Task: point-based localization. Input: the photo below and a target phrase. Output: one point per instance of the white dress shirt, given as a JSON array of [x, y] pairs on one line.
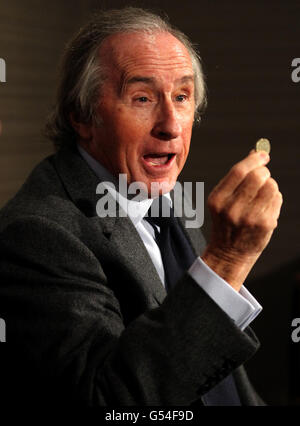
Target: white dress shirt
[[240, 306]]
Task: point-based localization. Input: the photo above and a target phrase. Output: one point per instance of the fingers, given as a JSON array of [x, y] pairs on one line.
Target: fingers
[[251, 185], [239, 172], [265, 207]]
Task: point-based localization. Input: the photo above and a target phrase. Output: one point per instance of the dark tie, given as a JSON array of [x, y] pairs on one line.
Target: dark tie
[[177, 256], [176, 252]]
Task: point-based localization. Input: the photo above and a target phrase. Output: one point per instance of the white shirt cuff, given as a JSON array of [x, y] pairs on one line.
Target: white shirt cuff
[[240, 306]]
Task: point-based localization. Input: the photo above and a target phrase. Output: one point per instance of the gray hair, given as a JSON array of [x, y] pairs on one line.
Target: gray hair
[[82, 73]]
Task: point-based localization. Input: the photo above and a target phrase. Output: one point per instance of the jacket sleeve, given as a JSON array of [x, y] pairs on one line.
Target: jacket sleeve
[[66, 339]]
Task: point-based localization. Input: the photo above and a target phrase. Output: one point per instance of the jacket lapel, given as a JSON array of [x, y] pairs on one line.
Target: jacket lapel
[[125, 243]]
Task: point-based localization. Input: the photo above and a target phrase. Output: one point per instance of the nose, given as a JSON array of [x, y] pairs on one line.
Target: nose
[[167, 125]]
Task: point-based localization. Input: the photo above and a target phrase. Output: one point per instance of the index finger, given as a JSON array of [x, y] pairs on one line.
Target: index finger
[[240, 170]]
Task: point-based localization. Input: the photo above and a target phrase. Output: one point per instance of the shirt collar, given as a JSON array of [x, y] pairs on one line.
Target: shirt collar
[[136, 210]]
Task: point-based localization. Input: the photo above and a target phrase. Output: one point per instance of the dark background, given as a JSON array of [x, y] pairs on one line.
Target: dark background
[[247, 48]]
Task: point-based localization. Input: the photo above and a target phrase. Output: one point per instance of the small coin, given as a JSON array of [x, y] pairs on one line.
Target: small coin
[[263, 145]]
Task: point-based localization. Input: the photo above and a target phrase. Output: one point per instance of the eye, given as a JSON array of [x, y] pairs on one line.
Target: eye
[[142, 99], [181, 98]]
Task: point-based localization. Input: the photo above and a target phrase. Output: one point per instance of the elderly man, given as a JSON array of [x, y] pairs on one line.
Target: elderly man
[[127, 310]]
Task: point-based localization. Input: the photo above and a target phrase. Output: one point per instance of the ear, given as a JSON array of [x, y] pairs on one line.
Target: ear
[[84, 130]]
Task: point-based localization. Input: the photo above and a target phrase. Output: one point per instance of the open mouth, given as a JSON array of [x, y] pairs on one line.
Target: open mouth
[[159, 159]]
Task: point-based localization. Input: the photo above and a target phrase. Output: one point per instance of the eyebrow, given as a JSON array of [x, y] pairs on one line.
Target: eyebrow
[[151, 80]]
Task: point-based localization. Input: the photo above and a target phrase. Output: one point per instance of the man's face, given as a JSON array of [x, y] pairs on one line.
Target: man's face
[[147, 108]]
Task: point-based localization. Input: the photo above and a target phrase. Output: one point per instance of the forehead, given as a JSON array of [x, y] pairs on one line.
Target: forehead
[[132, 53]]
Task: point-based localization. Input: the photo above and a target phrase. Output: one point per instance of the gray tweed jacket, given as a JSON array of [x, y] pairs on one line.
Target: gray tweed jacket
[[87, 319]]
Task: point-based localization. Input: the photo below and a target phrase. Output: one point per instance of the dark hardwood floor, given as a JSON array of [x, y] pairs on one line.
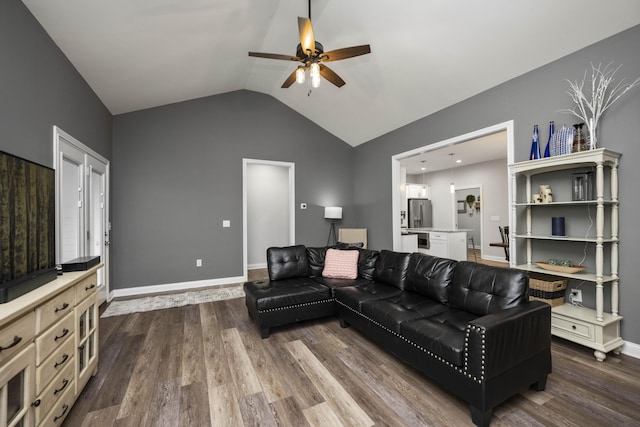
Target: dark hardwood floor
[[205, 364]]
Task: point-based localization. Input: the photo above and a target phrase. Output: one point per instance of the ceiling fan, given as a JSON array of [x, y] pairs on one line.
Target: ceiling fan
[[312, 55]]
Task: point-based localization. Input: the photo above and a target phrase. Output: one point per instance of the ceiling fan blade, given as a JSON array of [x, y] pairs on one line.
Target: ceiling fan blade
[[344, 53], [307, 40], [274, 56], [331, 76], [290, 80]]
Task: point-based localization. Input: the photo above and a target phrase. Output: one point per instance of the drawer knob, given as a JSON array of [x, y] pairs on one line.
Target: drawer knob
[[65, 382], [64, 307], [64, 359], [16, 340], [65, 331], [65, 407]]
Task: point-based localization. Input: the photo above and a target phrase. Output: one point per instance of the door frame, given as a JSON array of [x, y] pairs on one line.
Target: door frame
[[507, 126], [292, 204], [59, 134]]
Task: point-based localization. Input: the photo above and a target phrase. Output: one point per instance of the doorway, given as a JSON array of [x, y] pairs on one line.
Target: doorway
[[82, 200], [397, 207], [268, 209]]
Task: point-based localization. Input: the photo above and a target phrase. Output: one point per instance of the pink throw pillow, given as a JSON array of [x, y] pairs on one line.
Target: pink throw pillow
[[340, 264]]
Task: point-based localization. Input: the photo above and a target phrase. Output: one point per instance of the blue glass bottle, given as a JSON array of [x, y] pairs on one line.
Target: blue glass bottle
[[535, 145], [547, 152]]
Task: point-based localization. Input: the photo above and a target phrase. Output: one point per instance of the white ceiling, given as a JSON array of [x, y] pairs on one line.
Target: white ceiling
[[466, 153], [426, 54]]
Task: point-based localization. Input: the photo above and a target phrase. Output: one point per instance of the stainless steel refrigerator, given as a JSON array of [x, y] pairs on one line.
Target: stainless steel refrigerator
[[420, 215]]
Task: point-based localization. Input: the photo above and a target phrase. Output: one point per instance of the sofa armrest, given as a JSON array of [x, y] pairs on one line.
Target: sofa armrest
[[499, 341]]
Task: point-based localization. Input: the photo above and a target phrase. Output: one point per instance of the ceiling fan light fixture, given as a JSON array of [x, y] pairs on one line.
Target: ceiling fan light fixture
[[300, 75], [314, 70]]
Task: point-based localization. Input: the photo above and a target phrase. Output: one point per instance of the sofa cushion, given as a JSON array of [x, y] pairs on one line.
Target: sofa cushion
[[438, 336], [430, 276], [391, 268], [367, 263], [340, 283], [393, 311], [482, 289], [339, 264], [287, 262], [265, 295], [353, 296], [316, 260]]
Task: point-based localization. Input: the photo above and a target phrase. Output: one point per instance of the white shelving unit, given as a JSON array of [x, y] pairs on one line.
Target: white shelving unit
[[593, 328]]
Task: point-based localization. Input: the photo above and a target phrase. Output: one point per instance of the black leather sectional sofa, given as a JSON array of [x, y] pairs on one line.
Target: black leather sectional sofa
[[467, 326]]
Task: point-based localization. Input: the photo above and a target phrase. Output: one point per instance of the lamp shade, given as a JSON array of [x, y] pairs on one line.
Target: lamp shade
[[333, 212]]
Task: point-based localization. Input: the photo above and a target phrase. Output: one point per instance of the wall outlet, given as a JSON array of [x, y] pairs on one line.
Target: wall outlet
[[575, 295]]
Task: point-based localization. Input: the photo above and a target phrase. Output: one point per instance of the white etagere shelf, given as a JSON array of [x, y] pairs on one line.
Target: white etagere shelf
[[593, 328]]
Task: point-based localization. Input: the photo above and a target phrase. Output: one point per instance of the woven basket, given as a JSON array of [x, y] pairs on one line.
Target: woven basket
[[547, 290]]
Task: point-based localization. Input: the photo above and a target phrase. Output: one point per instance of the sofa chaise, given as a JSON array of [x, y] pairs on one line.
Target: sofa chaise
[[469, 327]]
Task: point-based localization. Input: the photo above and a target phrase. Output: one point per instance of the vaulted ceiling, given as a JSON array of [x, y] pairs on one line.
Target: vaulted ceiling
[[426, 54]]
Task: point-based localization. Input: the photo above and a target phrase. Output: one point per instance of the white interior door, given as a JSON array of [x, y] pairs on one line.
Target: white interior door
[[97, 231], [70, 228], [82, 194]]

▶ [WHAT TO PRODUCE]:
Your copy should match every entry above exactly and contain no pictures.

▶ [RESPONSE AREA]:
Task: point-based localization. Input: the photo below and a target phrase. Output: one point per instance of the white dress shirt, given as a JSON array of [x, y] pairs on one line.
Target: white dress shirt
[[240, 306]]
Task: point-based localization. Input: the photo above and a target phrase. Output: one point per instance of the fingers, given as a JSON array of [x, y] pairs on one line.
Target: fingers
[[251, 185], [239, 172], [265, 207]]
Task: point-based localization. Input: the photo above and a target phrase. Output: one point per instance of the dark tie, given as a JSON array of [x, y] pairs on one line.
Target: dark tie
[[177, 256], [176, 252]]
Task: point-based localization. Input: the photo above and a target phrase. Output: one point per instance of the white shirt cuff, given as a JSON array of [x, y] pairs on one line.
Target: white shirt cuff
[[240, 306]]
Task: point-based localization. Input: the photo above and a target phrase. Output: one point per instance of the gray hair, given as a JSON array of [x, y] pairs on one line.
Target: gray hair
[[82, 73]]
Task: point-based localization. Input: the photo above and a target phrase. Output: one point per instance of the jacket sleeve, given as a JSON array of [x, y] pairs on one line.
Target: jacket sleeve
[[66, 339]]
Task: point-based localization. Input: the photo above and a target phrase. Output: one point per instance of the jacket lapel, given as a JSON array of [x, y] pairs on one line.
Target: jacket lapel
[[125, 243]]
Task: point-based localization. Input: the photo above and a target phrase. Output: one point per instance of the nose, given as a JSON array of [x, y] pairs on one line.
Target: nose
[[167, 125]]
Task: point-based localization. Input: the photo above and a target phrase. Output: one point per instance of the index finger, given as a JSON array of [x, y] pairs on one line.
Target: index finger
[[240, 170]]
Task: point-based localization. Input: the photo above and a target phrase. Output: one point per instance of the shirt collar, given as a JSON array of [x, y] pairs on one line.
Target: shirt collar
[[136, 210]]
Task: point-based localization. Input: the photo above and a target phrase. Output: one point per instance of the dark background, given as a JSON array of [x, y] pairs on one line.
Target: dark background
[[247, 48]]
Task: point-based localization. Input: the photo above and a target phrase. Output: one point per instance of the small coin, given as a JSON array of [x, y] pairs on one line.
Target: small coin
[[263, 145]]
Task: point-based localization. Input: the photo above and a target phrase. Output: one point per instance of the eye, given as a JSON array of [x, y] pairs on one line.
Target: eye
[[142, 99], [181, 98]]
Task: point-based localization. Input: the photo above and a target phrase. Output: one point per instance of the elderly man, given as a JSON array of [x, y] pairs on one line.
Target: elderly man
[[127, 310]]
Task: point-based localization. Input: the photo above and a target phrase. Output: one point per instance of the ear, given as a JSON array of [x, y] pairs on one line.
Target: ear
[[84, 130]]
Task: point-based localization. Input: the photo above and a target phrase. Output: one point per instance of the open mouth, given as a JSON array of [x, y] pairs on one line.
Target: open mouth
[[159, 159]]
Task: point-based localization. Input: the photo above and a target phrase. Output: one point per instance of the eyebrow, given as a JSON array of [x, y] pairs on one line.
Target: eyebrow
[[151, 80]]
Task: point-based localization. Input: the photo above and a target phrase. Output: one point per instance of the man's face, given as a JSON array of [x, y] pairs on one line.
Target: man's face
[[147, 108]]
Task: point-based localization. Input: the photo above and a target phrase. Output: one point per instance of the forehead, given as a JSON array of [x, y] pairs on one line.
Target: forehead
[[132, 53]]
Task: point-based localization. Input: the photo above and a target phrase. Output: one point per instance of the gray tweed jacket, given as a JSON array of [x, y] pairs on one line.
Target: gray tweed jacket
[[87, 319]]
Task: point-based localization. Input: the photo below and a target phrase. Output: one point per instance of the dark hardwood floor, given as a JSON array of [x, y] pairs on one line.
Target: dark hardwood floor
[[205, 364]]
Task: point-based localization. Input: the photo above and a target phrase. Output: one point per instance of the ceiling fan, given as a JSON array of [x, y] pairs on one line.
Target: ceiling fan
[[312, 55]]
Task: point-based localization. Input: the photo above and a target phrase. Output: one point per instance of the ceiling fan blade, given as a JSON array of [x, y] pairs on one line.
Target: ceiling fan blade
[[344, 53], [307, 40], [274, 56], [331, 76], [290, 80]]
Task: point-based localization. Input: the photo above and a target phrase. Output: one point per instance of the drawer knob, given as a JSON array of [x, y] pairs on one line.
Target: drawer knob
[[65, 382], [64, 307], [64, 359], [16, 340], [65, 331], [65, 407]]
Task: point-based localization. Input: the photo above and a target phrase. Output: one point per instance of the door frame, given as a JSON array of [x, y] pairs on one line.
Target: door frame
[[507, 126], [292, 204], [59, 134]]
Task: point-based localization. Input: the photo above and a target phrase. Output: one point per instance of the doorway, given as a JSON array of [x, y] pairs on one line.
Target: doorway
[[82, 200], [397, 207], [268, 209]]
Task: point-based localization. Input: the photo above and a target phrase. Output: one point per instance of the pink throw pillow, given as a JSON array of [x, y] pairs on one line.
Target: pink throw pillow
[[340, 264]]
Task: point-based localization. Input: the photo above and a target phrase. Output: one point per instance of the blue glass bottle, given as a JSON array of [x, y] pairs on one line.
Target: blue glass bottle
[[535, 145], [547, 152]]
Task: point-based localization. Input: the photo above and a target phrase. Output: one point per instance of the white ceiling, given as a JSON array of [x, y] pairs on one line.
Target: white ceiling
[[466, 153], [426, 54]]
Task: point-based localization. Input: the photo above and a target phrase. Output: one point per instance of the stainless steel refrigerator, given as a JSON array of [x, y] pairs on one line.
Target: stainless steel refrigerator
[[420, 215]]
Task: point-based localization. Input: the photo above and a target phrase. Output: one point per instance of the sofa armrest, given as a JSON array of [x, y] pairs on one line.
Target: sofa armrest
[[499, 341]]
Task: point-based localization. Input: the photo above and a target phrase. Output: one point per instance of the ceiling fan light fixture, given as a JSON array of [x, y] pairs on one line.
Target: ceiling fan light fixture
[[300, 75], [314, 70]]
Task: point-based localization. Input: the photo above and a target phrase. Output: one point per instance of the sofa cushion, given as a JSON array of [x, y] pairs on one line.
Target: sofa cushion
[[438, 336], [430, 276], [391, 268], [367, 263], [340, 283], [393, 311], [482, 289], [339, 264], [287, 262], [265, 295], [353, 296], [316, 260]]
Task: point-based localization. Input: the photo above and a target phrase. Output: one point per instance of the white shelving unit, given as a JSON array of [x, y] pairs on one line.
Target: white shelving unit
[[593, 328]]
Task: point-based localization. Input: the photo above and a target phrase. Output: one point per instance of the black leather sectional sofa, given as a JSON array of [x, y] pairs on one line.
Target: black leather sectional sofa
[[467, 326]]
Task: point-based localization. Input: the photo above and a target phrase. Output: one point per instance of the lamp shade, given as a JSON array of [x, y] pairs on one line.
Target: lamp shade
[[333, 212]]
Task: point-based localization. Input: the photo above and a target phrase. Output: one point per instance of the wall outlet, given as a JSON array of [x, y] pairs on one line.
Target: wall outlet
[[575, 295]]
Task: point-based localization. Input: the photo above and a target phrase. Output: one point per instance of the white etagere shelf, given as a JSON array of [x, y] pairs on one line.
Target: white etagere shelf
[[593, 328]]
Task: point-based localization. Input: the photo above and a target phrase. Output: one point per instance of the woven basket, given as a JSON array of [x, y] pairs on one line.
Target: woven basket
[[547, 290]]
Task: point-based localization. Input: the photo above and a target phrase. Output: one point per instance of the sofa chaise, given as a JSON array of [x, y] pairs on one line.
Target: sofa chaise
[[469, 327]]
Task: point-based localization. Input: the photo above and a target phrase. Output: one point per instance of the vaulted ceiling, given as a JSON array of [x, y] pairs on one line.
Target: vaulted ceiling
[[426, 54]]
Task: point-based localization. Input: the photo above and a target phrase. Output: one point per instance of the white interior door, given as a JSON array of [x, y] pairs on one line.
Target: white interior door
[[97, 231], [70, 228], [82, 194]]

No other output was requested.